━━ DATA ENTRIES
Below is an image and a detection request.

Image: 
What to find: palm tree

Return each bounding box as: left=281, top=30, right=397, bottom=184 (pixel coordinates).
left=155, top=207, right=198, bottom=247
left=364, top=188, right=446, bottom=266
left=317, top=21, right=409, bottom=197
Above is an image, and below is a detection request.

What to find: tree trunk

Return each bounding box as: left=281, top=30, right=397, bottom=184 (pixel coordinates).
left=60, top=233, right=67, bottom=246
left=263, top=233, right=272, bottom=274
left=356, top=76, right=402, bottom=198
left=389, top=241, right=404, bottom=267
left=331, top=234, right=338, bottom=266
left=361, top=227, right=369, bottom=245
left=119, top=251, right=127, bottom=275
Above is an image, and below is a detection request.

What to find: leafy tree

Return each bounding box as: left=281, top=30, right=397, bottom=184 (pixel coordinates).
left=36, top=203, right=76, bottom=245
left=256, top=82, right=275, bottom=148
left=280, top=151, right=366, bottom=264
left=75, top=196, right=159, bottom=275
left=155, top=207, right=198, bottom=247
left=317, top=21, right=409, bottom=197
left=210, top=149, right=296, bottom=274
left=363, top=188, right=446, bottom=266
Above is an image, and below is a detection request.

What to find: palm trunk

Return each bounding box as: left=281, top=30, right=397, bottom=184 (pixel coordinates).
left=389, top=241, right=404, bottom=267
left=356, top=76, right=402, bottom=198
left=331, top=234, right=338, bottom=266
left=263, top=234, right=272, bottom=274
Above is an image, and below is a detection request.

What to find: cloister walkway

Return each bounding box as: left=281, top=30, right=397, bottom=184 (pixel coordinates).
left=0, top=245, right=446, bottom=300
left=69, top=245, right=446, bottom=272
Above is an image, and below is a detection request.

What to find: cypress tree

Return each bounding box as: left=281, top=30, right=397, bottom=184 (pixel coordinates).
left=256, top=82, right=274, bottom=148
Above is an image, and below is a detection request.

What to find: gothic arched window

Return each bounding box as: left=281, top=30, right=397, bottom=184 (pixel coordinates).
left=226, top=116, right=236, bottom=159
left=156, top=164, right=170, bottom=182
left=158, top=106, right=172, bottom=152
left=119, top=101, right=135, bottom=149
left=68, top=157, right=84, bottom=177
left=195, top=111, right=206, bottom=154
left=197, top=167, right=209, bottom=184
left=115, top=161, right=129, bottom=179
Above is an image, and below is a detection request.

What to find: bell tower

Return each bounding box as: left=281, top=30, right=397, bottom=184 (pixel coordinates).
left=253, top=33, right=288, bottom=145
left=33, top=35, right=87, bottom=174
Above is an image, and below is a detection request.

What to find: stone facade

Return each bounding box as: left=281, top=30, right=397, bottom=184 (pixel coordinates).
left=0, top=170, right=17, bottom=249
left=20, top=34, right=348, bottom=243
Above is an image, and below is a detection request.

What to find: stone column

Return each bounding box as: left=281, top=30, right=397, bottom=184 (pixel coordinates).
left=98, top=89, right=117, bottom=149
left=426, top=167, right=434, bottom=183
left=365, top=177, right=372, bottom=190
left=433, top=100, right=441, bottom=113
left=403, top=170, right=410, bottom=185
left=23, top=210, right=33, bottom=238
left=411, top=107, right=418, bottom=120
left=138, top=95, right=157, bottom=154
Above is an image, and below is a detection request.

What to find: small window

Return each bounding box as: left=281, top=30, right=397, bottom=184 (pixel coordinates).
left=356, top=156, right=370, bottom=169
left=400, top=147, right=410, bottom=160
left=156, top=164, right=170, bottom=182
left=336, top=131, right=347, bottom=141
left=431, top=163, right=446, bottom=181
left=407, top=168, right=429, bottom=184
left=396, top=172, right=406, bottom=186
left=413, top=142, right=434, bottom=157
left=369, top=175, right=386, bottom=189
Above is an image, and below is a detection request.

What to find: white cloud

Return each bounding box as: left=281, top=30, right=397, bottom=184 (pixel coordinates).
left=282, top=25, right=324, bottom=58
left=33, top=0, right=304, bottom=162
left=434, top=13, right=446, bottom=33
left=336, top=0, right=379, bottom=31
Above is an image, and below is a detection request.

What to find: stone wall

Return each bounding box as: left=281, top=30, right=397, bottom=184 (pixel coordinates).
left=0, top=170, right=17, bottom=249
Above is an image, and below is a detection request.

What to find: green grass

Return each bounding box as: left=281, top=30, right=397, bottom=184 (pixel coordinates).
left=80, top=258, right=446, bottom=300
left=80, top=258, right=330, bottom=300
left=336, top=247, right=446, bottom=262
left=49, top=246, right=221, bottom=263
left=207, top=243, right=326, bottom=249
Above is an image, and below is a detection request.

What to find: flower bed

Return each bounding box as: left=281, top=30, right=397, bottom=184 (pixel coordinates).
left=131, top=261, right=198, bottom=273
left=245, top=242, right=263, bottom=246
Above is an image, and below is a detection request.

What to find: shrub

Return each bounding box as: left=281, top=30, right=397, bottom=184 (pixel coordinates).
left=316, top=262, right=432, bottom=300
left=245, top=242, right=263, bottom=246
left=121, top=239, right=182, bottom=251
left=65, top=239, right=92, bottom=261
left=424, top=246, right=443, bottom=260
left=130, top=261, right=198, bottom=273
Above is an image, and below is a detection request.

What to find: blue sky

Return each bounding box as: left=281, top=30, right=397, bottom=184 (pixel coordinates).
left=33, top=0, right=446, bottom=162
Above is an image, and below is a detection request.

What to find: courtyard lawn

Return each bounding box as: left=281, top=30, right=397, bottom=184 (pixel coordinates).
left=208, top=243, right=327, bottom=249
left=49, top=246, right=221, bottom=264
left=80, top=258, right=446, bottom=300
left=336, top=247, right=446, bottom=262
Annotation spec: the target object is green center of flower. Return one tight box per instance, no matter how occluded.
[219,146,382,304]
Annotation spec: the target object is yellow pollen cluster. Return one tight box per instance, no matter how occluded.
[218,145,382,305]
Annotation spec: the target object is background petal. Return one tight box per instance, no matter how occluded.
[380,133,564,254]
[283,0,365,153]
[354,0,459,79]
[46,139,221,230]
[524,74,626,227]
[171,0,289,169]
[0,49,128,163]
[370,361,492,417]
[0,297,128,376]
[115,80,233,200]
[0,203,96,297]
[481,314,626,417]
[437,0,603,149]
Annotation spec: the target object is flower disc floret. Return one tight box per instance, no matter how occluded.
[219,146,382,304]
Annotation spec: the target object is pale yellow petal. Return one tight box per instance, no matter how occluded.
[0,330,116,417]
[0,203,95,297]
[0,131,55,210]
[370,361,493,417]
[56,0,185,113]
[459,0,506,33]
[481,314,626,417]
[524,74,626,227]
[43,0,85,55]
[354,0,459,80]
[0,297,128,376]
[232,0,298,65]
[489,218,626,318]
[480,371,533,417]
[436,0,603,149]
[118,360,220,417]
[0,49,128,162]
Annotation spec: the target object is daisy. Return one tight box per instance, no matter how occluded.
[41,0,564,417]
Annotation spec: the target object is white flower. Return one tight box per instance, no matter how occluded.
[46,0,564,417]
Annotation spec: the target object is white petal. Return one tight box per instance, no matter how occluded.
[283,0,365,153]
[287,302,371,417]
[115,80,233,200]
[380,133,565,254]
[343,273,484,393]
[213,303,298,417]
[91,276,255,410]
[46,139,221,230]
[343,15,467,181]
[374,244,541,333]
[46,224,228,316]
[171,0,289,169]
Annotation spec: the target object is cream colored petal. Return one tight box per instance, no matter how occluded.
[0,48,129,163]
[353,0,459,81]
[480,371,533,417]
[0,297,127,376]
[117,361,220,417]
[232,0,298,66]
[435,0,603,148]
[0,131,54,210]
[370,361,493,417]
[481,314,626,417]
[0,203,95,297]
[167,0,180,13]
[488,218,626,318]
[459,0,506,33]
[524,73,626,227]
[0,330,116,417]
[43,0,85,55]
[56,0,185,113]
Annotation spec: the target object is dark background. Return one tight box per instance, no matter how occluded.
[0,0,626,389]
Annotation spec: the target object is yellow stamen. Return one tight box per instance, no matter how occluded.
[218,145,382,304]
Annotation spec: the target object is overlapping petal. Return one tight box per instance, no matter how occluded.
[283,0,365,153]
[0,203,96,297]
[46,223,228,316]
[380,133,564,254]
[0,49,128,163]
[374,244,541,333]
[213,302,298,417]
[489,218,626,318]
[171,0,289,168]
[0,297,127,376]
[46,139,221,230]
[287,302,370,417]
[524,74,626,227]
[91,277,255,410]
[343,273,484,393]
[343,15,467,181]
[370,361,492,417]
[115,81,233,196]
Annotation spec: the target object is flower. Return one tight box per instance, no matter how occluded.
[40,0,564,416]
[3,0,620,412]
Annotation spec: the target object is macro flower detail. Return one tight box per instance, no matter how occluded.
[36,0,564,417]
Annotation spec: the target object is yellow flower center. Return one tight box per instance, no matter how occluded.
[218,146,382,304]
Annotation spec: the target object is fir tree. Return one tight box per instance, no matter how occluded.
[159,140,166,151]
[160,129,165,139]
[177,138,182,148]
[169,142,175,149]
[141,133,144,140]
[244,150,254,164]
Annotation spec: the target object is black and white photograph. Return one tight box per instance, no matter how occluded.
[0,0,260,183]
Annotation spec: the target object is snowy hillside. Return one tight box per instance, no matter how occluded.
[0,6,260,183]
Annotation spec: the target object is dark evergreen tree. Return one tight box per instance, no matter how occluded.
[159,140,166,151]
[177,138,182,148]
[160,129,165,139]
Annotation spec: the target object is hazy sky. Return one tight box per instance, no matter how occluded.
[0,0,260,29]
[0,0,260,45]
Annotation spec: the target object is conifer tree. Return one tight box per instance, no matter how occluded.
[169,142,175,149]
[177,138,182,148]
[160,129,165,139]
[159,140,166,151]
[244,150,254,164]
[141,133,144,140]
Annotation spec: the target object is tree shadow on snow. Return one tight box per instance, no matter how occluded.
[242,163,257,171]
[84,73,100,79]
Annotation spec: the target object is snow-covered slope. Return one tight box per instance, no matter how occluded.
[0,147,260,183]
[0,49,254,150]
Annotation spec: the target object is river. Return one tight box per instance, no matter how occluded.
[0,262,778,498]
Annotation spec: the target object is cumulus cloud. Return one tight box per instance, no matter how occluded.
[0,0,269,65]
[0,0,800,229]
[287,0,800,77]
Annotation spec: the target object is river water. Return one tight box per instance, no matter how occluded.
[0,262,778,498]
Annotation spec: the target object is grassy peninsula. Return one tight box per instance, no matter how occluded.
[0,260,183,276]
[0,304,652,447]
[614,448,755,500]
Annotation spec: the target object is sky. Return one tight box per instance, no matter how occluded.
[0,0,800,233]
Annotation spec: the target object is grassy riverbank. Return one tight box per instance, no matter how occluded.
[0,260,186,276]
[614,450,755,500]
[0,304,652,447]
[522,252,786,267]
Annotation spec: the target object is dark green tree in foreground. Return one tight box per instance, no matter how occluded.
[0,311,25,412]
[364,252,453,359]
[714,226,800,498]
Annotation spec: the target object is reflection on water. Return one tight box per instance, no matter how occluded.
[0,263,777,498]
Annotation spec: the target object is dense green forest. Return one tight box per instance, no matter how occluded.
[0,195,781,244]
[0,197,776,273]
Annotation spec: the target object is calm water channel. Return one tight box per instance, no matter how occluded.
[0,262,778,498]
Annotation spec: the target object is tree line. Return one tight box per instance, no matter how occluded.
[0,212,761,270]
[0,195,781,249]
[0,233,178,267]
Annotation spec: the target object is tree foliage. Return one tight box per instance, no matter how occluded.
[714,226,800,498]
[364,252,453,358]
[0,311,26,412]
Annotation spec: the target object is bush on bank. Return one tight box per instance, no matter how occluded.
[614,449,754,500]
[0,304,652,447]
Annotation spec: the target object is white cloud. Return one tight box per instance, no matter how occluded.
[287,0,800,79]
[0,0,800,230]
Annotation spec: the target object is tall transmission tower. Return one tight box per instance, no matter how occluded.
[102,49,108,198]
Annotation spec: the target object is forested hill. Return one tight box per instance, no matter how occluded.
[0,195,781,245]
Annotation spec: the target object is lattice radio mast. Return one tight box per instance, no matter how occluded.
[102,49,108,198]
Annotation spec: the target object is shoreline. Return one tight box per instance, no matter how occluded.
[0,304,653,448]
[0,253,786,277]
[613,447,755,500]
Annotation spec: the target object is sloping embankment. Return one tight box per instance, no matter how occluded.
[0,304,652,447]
━━━━
DIRECTION ->
Rewrite everything from the line containing "Annotation spec: the target object is black" down to the line containing "[0,0,800,233]", replacing "occluded" with "obscured" and leaving all else unchanged.

SOLUTION FOR THIS PROBLEM ->
Annotation spec: the target object is black and white photograph. Return one tight box per instance, no matter how obscured.
[0,0,260,183]
Annotation spec: the target object is snowy hillside. Return one tight box per instance, no matter how obscured.
[0,6,260,183]
Annotation spec: the target object is dark evergreen tree. Return one tight box per instance, no matter how obscured.
[159,140,166,151]
[177,138,182,148]
[160,129,165,139]
Annotation spec: the target object is hazy sky. Return one tight box per instance, no matter how obscured.
[0,0,260,29]
[0,0,260,45]
Annotation spec: the target object is conifer tree. Return one tight box per instance, no matter how obscured.
[169,142,175,149]
[177,138,182,148]
[160,129,165,139]
[159,140,166,151]
[244,150,254,164]
[141,133,144,140]
Annotation spec: the target object is tree shadow on snow. Return one tight box per instance, no matter how obscured.
[242,163,257,171]
[84,73,100,79]
Annotation spec: the target object is snow-covered slope. Return one tight box per instance, no matter how obscured.
[0,147,260,183]
[0,49,254,150]
Annotation spec: the target object is river. Return one tight box per instance, no matter how obscured.
[0,262,778,498]
Annotation spec: the target object is cumulus cloud. Return one tight box per instance, no matter how obscured.
[0,0,269,65]
[0,0,800,229]
[287,0,800,77]
Annotation spec: the target object is river water. Return one tight box per instance, no matter how obscured.
[0,262,778,498]
Annotation spec: the target object is grassy peninsula. Return one tight box per instance, no matter how obscured.
[0,260,183,276]
[0,304,652,447]
[614,448,755,500]
Annotation spec: the target object is sky. Return one tight box per instance, no matter how obscured.
[0,0,800,233]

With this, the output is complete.